■ WORK TO COMPLETE: Locate each line in the data below that contains the word "circular", and copy every such line in full.

───── SOURCE MATERIAL

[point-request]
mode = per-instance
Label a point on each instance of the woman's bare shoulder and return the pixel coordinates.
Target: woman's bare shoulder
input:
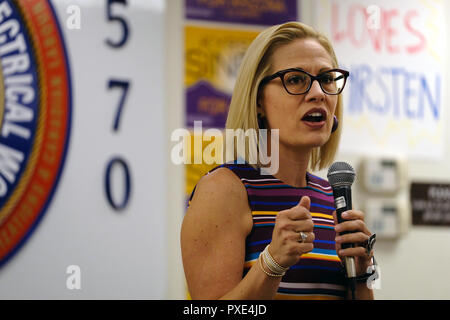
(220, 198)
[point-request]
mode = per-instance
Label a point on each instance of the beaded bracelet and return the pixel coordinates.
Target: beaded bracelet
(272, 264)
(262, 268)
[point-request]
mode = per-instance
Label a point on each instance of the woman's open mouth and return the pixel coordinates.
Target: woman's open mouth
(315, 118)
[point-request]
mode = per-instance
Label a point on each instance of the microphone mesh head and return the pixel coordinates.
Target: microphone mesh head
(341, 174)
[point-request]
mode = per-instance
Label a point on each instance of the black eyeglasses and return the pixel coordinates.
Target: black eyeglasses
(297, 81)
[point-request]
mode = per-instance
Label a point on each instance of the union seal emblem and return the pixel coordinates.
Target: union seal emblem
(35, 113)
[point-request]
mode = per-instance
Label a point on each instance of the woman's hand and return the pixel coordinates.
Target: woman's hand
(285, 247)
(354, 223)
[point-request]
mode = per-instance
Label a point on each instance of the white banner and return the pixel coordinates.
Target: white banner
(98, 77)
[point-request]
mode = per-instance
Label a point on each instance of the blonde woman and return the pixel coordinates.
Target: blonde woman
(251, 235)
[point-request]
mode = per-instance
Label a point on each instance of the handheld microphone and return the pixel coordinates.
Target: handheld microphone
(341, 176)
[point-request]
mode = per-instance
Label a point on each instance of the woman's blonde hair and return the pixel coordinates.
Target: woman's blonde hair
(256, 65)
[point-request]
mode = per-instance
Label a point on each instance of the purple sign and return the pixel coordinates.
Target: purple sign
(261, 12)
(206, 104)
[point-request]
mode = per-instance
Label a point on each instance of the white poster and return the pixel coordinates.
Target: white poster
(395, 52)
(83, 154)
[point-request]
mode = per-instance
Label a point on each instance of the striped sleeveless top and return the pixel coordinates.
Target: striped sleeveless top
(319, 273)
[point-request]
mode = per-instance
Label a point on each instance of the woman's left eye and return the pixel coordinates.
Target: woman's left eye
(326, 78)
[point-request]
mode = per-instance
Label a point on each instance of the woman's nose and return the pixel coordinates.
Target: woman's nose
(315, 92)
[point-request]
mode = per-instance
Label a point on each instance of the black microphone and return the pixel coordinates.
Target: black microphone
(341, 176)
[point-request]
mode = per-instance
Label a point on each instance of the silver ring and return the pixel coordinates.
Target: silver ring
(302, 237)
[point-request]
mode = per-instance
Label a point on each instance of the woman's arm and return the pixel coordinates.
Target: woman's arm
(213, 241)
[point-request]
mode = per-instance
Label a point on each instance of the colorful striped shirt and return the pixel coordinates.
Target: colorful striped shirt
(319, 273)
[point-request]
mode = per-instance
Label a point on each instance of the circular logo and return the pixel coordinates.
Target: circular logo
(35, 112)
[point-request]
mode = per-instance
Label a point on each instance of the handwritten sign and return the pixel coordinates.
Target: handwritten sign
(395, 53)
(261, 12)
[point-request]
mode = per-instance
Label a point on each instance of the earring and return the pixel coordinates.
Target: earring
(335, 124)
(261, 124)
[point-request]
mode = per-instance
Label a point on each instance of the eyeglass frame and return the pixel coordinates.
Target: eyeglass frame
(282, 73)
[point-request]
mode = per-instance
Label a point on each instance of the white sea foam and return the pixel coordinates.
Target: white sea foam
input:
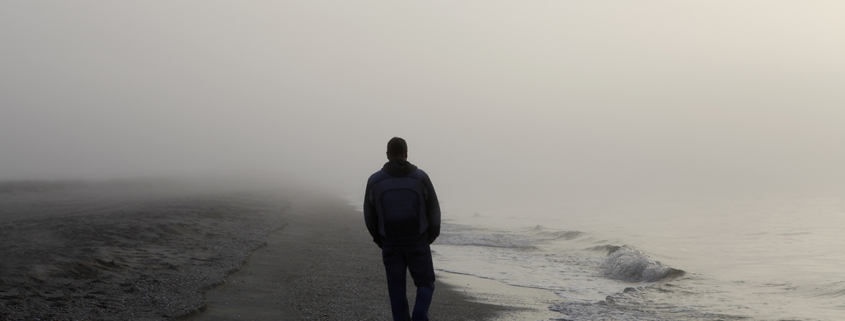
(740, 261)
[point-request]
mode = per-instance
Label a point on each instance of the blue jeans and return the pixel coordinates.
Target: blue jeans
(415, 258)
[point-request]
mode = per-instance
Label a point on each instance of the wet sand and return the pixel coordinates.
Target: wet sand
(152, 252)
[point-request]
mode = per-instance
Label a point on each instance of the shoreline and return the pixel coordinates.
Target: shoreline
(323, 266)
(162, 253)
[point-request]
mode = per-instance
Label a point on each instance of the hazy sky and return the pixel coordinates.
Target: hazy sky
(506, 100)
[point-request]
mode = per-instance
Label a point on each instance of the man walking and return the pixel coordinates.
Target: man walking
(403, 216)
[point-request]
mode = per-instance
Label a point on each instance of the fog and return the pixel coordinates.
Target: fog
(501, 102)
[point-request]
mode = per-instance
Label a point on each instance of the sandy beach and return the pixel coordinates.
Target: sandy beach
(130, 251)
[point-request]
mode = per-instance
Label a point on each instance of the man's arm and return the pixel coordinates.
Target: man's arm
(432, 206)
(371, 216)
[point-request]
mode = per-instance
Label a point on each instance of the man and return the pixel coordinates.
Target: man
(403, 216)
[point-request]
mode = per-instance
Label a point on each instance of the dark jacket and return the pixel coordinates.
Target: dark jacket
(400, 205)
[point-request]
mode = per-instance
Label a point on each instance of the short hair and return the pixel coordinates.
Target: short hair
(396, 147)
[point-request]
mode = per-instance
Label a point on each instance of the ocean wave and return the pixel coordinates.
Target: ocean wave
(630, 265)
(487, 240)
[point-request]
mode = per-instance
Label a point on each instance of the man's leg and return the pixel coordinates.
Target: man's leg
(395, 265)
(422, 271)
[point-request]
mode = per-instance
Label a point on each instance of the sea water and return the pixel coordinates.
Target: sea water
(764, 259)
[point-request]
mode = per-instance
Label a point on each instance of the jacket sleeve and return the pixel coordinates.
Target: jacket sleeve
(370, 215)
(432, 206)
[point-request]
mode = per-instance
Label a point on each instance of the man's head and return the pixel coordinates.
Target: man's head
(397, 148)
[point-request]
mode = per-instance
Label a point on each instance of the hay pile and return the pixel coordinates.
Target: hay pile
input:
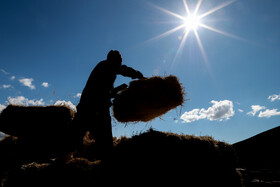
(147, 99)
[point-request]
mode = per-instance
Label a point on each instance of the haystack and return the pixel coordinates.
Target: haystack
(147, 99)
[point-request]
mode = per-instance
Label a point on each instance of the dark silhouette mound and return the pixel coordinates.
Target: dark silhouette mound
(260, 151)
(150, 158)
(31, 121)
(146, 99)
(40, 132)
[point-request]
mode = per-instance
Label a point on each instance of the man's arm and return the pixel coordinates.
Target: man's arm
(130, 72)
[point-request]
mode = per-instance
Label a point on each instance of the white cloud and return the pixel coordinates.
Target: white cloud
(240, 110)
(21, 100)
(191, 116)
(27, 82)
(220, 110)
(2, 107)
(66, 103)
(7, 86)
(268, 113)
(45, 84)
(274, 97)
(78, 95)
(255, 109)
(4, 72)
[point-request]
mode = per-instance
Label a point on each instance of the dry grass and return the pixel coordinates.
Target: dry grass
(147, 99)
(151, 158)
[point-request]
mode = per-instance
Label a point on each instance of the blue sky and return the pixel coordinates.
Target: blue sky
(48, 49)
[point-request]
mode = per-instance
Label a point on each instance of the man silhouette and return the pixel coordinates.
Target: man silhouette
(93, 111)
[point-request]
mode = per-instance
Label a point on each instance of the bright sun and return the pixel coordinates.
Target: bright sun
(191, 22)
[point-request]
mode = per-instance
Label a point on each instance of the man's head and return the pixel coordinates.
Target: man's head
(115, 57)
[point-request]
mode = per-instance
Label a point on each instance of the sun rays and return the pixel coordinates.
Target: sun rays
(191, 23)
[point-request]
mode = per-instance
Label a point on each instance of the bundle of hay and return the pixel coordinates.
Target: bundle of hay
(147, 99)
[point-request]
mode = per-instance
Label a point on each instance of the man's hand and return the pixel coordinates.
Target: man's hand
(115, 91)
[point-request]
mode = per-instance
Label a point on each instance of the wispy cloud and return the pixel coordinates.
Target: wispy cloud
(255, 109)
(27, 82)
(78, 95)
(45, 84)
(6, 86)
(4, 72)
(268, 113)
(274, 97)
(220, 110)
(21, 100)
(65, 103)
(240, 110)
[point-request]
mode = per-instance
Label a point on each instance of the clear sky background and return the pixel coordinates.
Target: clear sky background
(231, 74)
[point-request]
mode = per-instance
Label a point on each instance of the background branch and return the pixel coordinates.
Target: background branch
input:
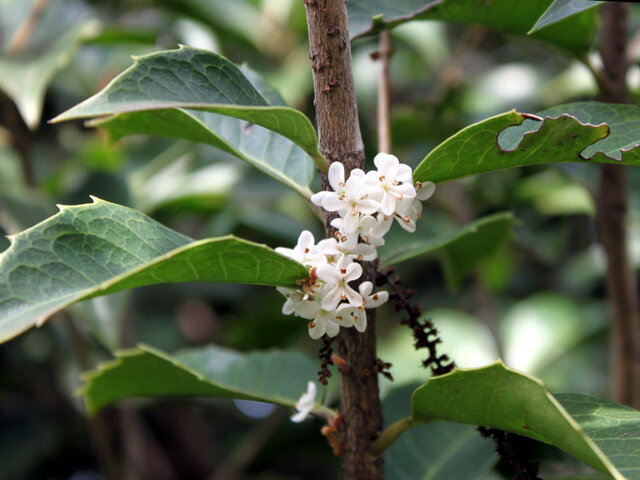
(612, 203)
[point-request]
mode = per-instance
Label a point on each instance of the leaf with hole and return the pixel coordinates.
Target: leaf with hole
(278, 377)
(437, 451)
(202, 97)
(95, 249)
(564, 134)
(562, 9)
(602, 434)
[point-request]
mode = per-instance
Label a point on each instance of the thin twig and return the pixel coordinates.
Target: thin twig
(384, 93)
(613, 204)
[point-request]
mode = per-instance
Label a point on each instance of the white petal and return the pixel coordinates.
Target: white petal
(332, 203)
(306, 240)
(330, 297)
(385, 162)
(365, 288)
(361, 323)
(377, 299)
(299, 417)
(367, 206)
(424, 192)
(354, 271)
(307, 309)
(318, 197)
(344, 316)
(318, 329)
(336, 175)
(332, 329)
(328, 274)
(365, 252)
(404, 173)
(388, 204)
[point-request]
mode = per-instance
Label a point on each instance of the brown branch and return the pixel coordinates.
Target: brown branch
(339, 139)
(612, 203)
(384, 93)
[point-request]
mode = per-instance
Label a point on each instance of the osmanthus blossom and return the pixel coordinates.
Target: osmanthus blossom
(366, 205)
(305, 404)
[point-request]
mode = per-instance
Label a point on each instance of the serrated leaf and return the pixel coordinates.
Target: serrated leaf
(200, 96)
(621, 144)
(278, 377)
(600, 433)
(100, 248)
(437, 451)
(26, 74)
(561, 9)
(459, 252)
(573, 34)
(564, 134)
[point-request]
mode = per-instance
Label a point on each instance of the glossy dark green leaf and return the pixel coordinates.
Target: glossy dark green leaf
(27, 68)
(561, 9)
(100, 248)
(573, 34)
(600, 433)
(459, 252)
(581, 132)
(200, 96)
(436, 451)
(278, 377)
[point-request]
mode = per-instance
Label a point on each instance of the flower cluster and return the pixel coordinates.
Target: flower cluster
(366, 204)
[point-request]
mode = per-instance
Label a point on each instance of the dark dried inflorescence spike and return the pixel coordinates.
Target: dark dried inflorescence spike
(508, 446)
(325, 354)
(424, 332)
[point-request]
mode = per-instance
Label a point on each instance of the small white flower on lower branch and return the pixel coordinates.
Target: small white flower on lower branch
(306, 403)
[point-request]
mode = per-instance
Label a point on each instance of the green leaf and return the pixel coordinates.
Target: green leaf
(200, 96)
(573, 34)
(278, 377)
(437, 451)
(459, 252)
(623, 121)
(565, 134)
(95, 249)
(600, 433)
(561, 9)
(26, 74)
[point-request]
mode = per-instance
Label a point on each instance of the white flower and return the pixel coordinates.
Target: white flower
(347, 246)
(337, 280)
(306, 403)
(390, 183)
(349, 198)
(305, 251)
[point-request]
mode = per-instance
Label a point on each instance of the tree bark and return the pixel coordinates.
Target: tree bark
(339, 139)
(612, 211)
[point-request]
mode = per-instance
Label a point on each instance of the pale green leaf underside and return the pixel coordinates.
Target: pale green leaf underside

──────────

■ IN RESPONSE:
Label a point on each instance of the circular logo and return the pixel coordinates.
Target: circular logo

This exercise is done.